** Problem requirements **
Exactly reproduce each record listed below.

(Natural language region descriptions)

════

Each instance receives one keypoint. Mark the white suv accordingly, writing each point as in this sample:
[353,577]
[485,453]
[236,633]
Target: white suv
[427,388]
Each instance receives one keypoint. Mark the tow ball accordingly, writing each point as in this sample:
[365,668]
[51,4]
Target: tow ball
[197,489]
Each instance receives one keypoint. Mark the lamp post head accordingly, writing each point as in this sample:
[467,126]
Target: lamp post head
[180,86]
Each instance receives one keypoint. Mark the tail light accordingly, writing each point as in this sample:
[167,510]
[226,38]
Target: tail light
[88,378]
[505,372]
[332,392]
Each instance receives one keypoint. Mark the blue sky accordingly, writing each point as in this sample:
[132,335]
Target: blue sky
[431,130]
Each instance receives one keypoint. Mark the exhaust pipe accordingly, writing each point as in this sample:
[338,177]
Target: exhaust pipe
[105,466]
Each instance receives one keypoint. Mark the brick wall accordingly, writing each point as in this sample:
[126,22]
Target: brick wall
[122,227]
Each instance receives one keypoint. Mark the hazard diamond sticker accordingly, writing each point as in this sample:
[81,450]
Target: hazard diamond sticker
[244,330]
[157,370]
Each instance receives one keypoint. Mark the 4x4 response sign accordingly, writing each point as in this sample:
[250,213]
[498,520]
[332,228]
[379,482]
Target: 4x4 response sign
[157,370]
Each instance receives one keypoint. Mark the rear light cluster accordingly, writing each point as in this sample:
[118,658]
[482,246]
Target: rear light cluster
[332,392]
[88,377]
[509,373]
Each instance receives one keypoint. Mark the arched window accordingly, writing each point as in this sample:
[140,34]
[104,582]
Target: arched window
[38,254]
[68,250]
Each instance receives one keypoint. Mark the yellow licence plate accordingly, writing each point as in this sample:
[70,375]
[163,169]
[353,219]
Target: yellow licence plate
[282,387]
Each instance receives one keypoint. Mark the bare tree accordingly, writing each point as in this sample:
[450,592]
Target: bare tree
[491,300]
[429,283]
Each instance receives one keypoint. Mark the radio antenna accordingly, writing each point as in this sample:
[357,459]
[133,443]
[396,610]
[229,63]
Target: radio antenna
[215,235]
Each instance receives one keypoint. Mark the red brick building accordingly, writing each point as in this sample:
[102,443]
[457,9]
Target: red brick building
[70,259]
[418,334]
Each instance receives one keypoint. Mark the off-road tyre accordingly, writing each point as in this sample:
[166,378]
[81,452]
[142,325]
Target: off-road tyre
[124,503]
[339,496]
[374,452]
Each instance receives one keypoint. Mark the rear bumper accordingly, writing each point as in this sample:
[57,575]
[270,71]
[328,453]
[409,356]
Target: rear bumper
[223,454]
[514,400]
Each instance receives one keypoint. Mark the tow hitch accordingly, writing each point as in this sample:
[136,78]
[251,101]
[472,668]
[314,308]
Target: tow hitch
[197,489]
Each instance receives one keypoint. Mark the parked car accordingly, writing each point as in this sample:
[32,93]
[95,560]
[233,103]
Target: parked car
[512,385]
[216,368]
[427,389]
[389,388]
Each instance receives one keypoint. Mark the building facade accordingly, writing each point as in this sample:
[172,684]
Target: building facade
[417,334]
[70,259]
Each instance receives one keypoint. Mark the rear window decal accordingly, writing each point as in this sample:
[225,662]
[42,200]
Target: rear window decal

════

** The answer **
Each instance receives one keypoint. Mark the white suv accordingly, writing each point as in this sample:
[353,577]
[485,453]
[236,633]
Target: white suv
[427,388]
Each instance receives one keypoint. Mark the tow ball accordingly, writing each point as in this sample:
[365,668]
[51,4]
Target: tow ball
[197,489]
Each instance receives one keypoint. Mark the lamp post head accordingly, writing each point as in this sample:
[467,126]
Target: lamp post head
[180,86]
Each instance receives one keypoint. Mark the tail light accordingly, writing each point as in this sample:
[167,510]
[226,38]
Target: tail light
[88,378]
[505,372]
[332,392]
Each instance receives one keypoint. Mark the blue sky accordingly, writing each point as in this sample:
[132,335]
Target: blue sky
[431,130]
Each instance receives one keypoint. Mark the exhaust pipe accordingly, writing each point as in this sample:
[338,177]
Target: exhaust pipe
[105,466]
Each instance receives one keypoint. Mark the brick wall accordingly, writing each point as in this sample:
[126,22]
Target: brick wall
[122,227]
Each instance receives one keypoint. Mark the hazard diamond sticker accordingly, writing each point as in this sample:
[81,450]
Target: hazard diamond sticker
[244,330]
[157,370]
Each instance receives one keypoint. Mark the 4x4 response sign accordingly, writing each point as in this sample:
[250,213]
[498,520]
[332,228]
[379,482]
Target: 4x4 response sign
[157,370]
Each instance receives one keypoint. Mark the rear light cluster accordingly, writing each point as in this sample:
[118,658]
[482,246]
Target: rear light cluster
[332,392]
[88,377]
[509,373]
Each instance receives one keypoint. Mark the arched window accordingly, writing each point as in this sample:
[140,34]
[104,582]
Target: arched window
[38,254]
[68,250]
Each instance receives one keypoint. Mark the yellow licence plate accordingly, writing each point as in this sample:
[70,375]
[163,169]
[353,219]
Target: yellow licence plate
[282,387]
Each instance receives one keypoint. Mark the bare tree accordingly, writing each point as in this sample:
[450,592]
Target: bare tree
[491,300]
[429,283]
Each instance receives one keypoint. Mark the radio antenna accordingly, writing each point as in this sample:
[357,459]
[133,443]
[396,610]
[229,63]
Target: radio antenna
[215,235]
Each instance receives one keypoint. Mark the red brick building accordingly, writing each point as in this sample:
[102,443]
[457,9]
Target: red brick building
[70,259]
[418,334]
Each instance receives one keypoint. Mark the off-road tyre accordingly, writing each point as in this sample:
[166,378]
[81,452]
[142,325]
Target: off-road tyre
[124,503]
[339,496]
[374,452]
Each instance receives one keypoint. Mark the rear bumper accordingly, writing each point as in this sample:
[57,575]
[270,71]
[328,453]
[409,356]
Target: rear bumper
[223,454]
[514,400]
Each instance receives one keypoint. Mark the tow hitch accordingly, writing each point as in this sample:
[136,78]
[251,101]
[472,668]
[314,308]
Target: tow hitch
[197,489]
Each instance receives one keypoint. Mark the parked car accordingly, writing each point as in this sample:
[32,93]
[95,560]
[233,103]
Target: parked car
[512,385]
[216,368]
[427,389]
[389,388]
Each instance receives one keypoint. Mark the building facade accordingly, writing each point as in this sample:
[172,684]
Target: building facade
[417,334]
[70,259]
Each instance receives one keypoint. Mark the rear window decal accordingly, writing each point as in this sample:
[225,662]
[42,200]
Target: rear window decal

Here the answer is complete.